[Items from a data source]
*-*-*
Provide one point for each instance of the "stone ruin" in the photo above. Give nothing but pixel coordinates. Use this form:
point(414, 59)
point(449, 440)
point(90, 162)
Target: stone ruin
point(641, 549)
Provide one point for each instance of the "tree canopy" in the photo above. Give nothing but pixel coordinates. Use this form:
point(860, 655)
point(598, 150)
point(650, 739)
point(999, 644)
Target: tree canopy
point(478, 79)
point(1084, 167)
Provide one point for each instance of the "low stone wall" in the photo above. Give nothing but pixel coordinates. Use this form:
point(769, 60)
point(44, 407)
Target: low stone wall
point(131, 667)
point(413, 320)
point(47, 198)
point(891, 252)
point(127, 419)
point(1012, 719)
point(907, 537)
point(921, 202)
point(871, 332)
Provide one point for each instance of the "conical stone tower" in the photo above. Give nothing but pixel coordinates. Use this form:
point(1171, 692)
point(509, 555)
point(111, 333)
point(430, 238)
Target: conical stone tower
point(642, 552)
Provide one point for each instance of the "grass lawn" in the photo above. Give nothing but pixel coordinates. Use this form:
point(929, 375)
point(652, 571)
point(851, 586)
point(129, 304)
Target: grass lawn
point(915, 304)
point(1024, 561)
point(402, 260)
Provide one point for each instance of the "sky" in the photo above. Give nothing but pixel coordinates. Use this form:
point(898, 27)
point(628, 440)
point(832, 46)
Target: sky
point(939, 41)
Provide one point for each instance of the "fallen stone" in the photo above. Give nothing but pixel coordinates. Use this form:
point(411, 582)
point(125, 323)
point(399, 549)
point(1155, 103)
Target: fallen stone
*-*-*
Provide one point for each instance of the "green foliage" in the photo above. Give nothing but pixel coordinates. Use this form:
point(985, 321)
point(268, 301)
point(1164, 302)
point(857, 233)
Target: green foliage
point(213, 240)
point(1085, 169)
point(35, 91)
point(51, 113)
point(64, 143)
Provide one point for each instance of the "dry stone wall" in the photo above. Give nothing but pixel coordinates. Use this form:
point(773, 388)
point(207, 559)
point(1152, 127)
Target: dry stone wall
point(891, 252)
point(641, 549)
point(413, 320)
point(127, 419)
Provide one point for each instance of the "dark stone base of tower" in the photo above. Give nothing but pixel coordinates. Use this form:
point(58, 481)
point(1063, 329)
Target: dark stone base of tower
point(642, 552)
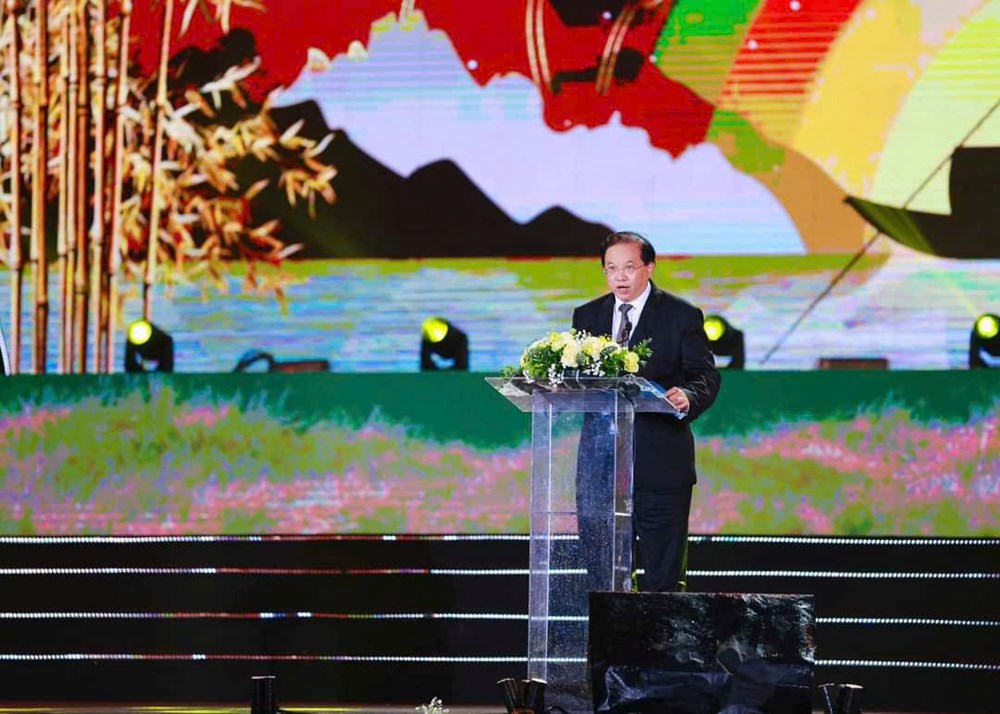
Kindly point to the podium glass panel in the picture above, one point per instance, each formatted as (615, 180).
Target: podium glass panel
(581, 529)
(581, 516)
*-*-*
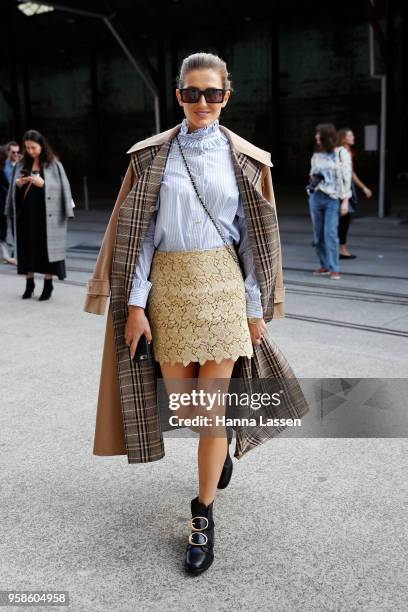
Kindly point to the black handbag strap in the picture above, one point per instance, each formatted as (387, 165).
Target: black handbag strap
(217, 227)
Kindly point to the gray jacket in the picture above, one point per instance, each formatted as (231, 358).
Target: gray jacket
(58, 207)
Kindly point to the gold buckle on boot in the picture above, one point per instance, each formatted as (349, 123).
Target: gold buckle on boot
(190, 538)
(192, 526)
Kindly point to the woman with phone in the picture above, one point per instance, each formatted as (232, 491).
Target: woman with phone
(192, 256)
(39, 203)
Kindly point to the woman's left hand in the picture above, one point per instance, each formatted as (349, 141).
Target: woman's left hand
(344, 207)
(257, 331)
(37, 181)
*-*-*
Stated goal - Please pull out every line in the items that contains the word "picture", and copy each one in full.

Task response -
Kindly point to the podium glass panel in the picture above, one point per instance, each formatted as (615, 180).
Kindly point to the black handbag strap in the picture above, one point per instance, each formatted as (387, 165).
Kindly point to the gray jacket in the picture above, one point per instance, each formatted as (231, 358).
Kindly point to the gold buckle on boot in the picture above, one point per instance, each formatted as (349, 123).
Kindly point to the woman with phone in the picture above, one point per instance, each formatted as (232, 491).
Kindly point to the woman's left hand in the picture above, one point per instance, each formatted as (349, 141).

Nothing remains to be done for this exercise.